START Provided data
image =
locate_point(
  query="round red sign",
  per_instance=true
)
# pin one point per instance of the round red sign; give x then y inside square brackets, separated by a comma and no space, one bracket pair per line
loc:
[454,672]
END Provided data
START Provided data
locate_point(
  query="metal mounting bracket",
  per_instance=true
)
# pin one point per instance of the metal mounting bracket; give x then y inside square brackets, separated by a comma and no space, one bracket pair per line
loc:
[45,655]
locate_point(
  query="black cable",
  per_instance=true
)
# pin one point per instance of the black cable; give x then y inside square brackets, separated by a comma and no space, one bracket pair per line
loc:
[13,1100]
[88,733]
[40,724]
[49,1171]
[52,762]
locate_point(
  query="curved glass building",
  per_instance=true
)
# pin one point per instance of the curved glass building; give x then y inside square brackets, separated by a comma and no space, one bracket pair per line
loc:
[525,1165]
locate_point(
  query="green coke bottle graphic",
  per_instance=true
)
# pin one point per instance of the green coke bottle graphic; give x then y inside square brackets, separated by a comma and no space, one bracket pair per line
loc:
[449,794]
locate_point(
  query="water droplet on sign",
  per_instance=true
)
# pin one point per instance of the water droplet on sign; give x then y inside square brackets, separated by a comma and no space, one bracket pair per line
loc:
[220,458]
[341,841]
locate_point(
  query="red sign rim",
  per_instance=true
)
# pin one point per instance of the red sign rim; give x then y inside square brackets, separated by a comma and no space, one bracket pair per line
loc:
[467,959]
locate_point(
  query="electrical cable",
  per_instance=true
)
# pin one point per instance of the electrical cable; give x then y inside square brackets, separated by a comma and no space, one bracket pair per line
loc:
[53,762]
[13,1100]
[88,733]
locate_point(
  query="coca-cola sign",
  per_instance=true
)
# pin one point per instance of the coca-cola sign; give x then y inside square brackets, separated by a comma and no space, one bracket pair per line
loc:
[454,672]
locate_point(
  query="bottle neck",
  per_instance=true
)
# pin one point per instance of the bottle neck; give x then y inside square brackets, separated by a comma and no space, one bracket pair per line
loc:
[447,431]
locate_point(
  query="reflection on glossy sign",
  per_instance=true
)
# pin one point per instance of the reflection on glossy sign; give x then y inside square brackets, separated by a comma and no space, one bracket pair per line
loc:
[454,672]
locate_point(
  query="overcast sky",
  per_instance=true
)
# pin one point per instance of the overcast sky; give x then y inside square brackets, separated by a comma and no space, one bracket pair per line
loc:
END Provided data
◆ **Task brief**: Show all lines from the records above where the word "black" occurs.

◆ **Your response**:
  query="black cable",
# pin one point per instance of the black cable; give x then y inside square brackets, separated by a comma and no space, one bracket pair per line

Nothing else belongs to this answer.